## PROBLEM SET
**A.** Answer these questions from the article on judges' use of AI, marking each answer (i), (ii) or (iii) on its own line.
(i) What are the two ways judges can reach Copilot Chat?
(ii) What is the name of the inhouse platform judges use?
(iii) According to the warnings, the currently available LLMs' view of the law is often based heavily on what?
**B.** Say whether each statement below agrees with the article on judges' use of AI. Answer yes or no and quote the words from the article that decide it, marking each answer (i), (ii) or (iii).
(i) The guidance says public AI chatbots give answers drawn from authoritative databases.
(ii) The guidance calls AI tools a poor way to research new information that cannot be verified.
(iii) Data a judge submits to Copilot Chat while signed into eJudiciary will be made public.
**C.** Reproduce the part of the article on judges' use of AI that begins at the words "The genAI announcement" and ends after the words "most accurate answer.".
*** Opening of SELECTED PASSAGE ***
Judicial office holders in the UK are being encouraged to make use of Microsoft’s ‘Copilot Chat’ genAI capability via their inhouse eJudiciary platform. The move comes as updated guidance for judges stressed that ‘public AI chatbots do not provide answers from authoritative databases’, among other warnings.
The genAI announcement earlier this month highlights that ‘Copilot Chat can be accessed [by judges] via the Edge browser or the Microsoft 365 Copilot application. This tool provides enterprise data protection and operates within the privacy and security frameworks of Microsoft 365. When signed into your eJudiciary account, the data you submit into ‘Copilot Chat’ is secure and will not be made public.’
At the same time, the UK’s Courts and Tribunals Judiciary body has outlined a series of key issues for judges to be aware of. I.e. they clearly want judges to use genAI….but to do it carefully and understand the tech behind it.
Warnings include:
‘Public AI chatbots do not provide answers from authoritative databases. It is not necessarily the most accurate answer.
AI tools may be useful to find material you would recognise as correct but have not got to hand, but are a poor way of conducting research to find new information you cannot verify. They may be best seen as a way of obtaining non-definitive confirmation of something, rather than providing immediately correct facts.
The quality of any answers you receive will depend on how you engage with the relevant AI tool, including the nature of the prompts you enter, and the quality of the underlying datasets. These may include misinformation (whether deliberate or otherwise), selective data, or data that is not up to date. Even with the best prompts, the information provided may be inaccurate, incomplete, misleading, or biased.
The currently available LLMs appear to have been trained on material published on the internet. Their ‘view’ of the law is often based heavily on US law, although some do purport to be able to distinguish between that and English law.’
There are also some important points about confidentiality and avoiding sticking sensitive data into public LLMs.
*** Close of SELECTED PASSAGE ***
*** Opening of DATA RECORDS ***
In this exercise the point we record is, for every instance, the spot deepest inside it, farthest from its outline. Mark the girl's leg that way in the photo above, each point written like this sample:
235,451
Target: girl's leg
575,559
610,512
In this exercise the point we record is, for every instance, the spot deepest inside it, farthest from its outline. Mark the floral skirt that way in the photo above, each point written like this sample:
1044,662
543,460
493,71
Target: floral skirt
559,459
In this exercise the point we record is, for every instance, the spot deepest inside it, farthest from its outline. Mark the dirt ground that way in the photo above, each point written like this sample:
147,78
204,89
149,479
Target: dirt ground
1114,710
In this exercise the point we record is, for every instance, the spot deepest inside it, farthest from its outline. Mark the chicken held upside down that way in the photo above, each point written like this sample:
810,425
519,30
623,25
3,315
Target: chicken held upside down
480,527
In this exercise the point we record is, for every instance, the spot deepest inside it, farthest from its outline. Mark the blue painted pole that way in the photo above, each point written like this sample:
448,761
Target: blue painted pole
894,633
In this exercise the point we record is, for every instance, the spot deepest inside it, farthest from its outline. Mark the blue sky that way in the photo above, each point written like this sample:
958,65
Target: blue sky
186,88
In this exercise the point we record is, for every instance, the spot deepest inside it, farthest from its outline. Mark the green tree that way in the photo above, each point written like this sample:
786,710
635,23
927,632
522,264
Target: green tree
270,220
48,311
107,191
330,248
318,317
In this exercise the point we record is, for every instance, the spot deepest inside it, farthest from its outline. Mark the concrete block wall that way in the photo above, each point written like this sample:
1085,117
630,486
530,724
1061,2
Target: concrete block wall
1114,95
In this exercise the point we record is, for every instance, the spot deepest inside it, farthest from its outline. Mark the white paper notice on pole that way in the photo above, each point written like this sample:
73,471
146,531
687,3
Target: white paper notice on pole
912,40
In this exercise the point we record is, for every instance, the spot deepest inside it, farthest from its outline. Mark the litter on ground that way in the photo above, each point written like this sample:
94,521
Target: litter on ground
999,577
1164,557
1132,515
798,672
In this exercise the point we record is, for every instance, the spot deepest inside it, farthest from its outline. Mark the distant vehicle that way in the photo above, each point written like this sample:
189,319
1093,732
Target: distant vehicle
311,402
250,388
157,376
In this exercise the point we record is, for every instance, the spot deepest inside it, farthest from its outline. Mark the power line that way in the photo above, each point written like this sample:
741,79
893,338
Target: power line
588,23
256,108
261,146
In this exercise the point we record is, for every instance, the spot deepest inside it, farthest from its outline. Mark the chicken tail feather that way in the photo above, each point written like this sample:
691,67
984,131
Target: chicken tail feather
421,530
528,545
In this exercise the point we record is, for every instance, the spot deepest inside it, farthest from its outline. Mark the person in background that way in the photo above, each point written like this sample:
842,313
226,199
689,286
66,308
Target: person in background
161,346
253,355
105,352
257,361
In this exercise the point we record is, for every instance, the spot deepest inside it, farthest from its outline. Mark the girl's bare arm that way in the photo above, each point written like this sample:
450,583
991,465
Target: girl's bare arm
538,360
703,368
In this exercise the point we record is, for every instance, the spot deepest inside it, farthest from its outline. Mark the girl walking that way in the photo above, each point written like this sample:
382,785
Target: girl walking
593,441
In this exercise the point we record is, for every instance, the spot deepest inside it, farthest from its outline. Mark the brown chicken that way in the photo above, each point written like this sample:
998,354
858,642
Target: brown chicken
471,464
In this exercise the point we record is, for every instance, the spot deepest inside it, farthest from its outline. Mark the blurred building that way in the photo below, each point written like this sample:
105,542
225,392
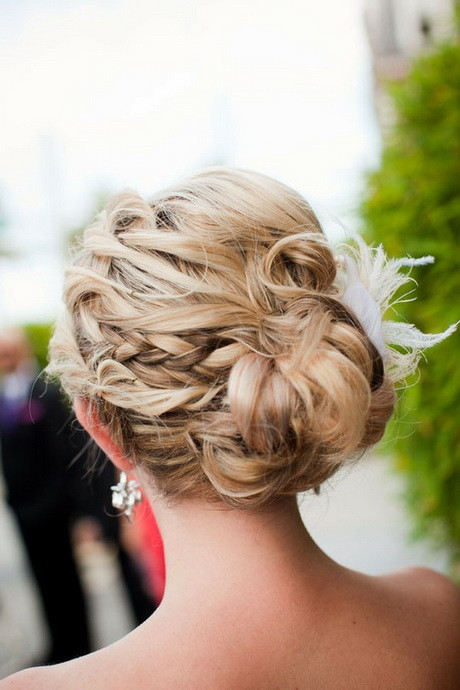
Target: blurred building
398,31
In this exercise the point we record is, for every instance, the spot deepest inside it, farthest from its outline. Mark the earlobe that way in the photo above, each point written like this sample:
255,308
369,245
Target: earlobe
89,420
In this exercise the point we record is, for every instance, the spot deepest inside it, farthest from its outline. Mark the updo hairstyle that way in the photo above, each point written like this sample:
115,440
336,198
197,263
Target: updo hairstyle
205,330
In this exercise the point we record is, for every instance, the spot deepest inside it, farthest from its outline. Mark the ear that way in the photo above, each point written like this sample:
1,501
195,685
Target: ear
90,421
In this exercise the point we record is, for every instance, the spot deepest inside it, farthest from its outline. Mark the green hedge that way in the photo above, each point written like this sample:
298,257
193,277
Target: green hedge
38,335
412,206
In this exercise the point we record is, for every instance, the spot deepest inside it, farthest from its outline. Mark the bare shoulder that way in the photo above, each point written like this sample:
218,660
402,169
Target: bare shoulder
429,605
435,593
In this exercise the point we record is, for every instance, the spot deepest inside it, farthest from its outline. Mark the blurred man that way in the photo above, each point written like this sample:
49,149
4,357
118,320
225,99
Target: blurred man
36,451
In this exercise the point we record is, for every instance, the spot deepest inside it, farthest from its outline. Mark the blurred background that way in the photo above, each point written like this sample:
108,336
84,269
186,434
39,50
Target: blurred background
355,103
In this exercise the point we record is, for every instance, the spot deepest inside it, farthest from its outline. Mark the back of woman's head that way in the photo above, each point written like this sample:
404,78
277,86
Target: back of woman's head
206,330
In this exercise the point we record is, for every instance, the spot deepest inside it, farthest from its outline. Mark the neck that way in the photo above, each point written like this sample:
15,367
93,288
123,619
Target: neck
211,547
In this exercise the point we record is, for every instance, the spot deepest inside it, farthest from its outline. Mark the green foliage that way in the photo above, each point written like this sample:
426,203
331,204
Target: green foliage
38,335
412,206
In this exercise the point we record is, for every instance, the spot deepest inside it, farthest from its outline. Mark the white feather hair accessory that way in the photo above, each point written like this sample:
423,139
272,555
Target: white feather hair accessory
368,282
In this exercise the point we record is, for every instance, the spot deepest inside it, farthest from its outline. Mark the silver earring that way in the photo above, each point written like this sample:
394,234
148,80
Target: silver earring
126,495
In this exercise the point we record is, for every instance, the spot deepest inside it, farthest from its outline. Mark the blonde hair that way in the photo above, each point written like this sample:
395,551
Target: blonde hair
206,331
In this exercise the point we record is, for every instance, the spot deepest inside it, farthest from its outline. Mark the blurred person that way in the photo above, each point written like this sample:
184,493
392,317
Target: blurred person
35,453
96,521
220,350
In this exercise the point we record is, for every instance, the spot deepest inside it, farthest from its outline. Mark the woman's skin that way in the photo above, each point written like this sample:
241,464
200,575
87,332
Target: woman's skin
252,602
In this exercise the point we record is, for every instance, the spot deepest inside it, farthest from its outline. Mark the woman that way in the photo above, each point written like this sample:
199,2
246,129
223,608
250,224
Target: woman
217,347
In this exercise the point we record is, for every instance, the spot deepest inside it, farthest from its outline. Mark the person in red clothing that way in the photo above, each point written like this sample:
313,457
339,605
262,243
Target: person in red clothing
227,357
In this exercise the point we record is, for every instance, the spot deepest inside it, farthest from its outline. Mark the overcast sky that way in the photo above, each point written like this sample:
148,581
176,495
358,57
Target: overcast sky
106,94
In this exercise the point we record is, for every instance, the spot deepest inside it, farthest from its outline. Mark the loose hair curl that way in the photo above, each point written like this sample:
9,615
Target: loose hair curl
206,331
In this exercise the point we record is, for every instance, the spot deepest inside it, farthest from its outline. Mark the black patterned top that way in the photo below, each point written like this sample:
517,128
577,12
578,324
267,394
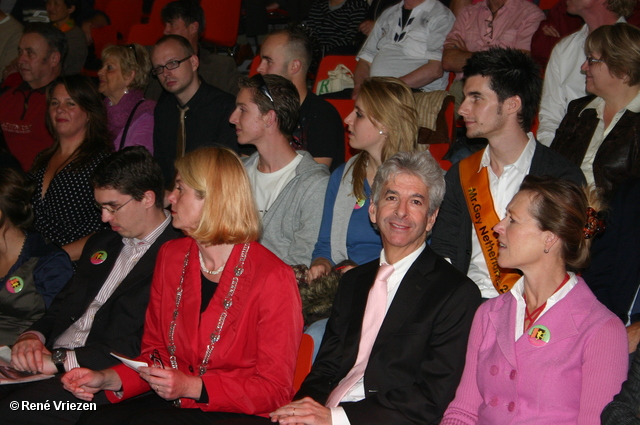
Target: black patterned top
67,212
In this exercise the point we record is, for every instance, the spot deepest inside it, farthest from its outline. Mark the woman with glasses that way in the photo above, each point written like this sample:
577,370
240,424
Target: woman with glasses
383,123
546,352
63,200
601,132
123,77
32,271
224,320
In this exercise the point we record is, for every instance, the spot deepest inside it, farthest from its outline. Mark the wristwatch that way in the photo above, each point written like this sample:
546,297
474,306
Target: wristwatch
58,357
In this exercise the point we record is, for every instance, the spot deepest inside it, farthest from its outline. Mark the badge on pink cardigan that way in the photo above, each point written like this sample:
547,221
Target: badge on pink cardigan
539,335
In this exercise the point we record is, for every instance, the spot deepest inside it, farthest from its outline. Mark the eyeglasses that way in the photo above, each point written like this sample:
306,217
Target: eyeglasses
109,208
158,70
591,61
264,89
156,359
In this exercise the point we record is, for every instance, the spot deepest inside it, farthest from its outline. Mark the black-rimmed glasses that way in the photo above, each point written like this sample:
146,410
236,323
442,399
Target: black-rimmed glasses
159,70
109,208
156,359
264,89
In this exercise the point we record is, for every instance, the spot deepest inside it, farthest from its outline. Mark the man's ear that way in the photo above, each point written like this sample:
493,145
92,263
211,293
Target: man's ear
55,57
270,118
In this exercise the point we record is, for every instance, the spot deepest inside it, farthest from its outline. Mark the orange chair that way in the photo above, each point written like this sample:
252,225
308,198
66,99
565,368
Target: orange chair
124,14
255,63
223,20
156,9
329,63
145,34
439,150
305,360
345,107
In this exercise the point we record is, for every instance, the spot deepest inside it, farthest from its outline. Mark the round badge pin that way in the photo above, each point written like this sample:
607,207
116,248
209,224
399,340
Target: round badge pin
98,257
14,284
539,335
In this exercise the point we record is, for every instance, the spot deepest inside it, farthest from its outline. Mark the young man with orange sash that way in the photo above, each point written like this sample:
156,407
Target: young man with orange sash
502,89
*** Close of DATA RECORDS ***
## SOLUTIONS FOR EACH TASK
**A.**
(i) The Edge browser or the Microsoft 365 Copilot application.
(ii) eJudiciary.
(iii) US law.

**B.**
(i) No: "Public AI chatbots do not provide answers from authoritative databases."
(ii) Yes: "are a poor way of conducting research to find new information you cannot verify."
(iii) No: "When signed into your eJudiciary account, the data you submit into ‘Copilot Chat’ is secure and will not be made public."

**C.**
The genAI announcement earlier this month highlights that ‘Copilot Chat can be accessed [by judges] via the Edge browser or the Microsoft 365 Copilot application. This tool provides enterprise data protection and operates within the privacy and security frameworks of Microsoft 365. When signed into your eJudiciary account, the data you submit into ‘Copilot Chat’ is secure and will not be made public.’
At the same time, the UK’s Courts and Tribunals Judiciary body has outlined a series of key issues for judges to be aware of. I.e. they clearly want judges to use genAI….but to do it carefully and understand the tech behind it.
Warnings include:
‘Public AI chatbots do not provide answers from authoritative databases. It is not necessarily the most accurate answer.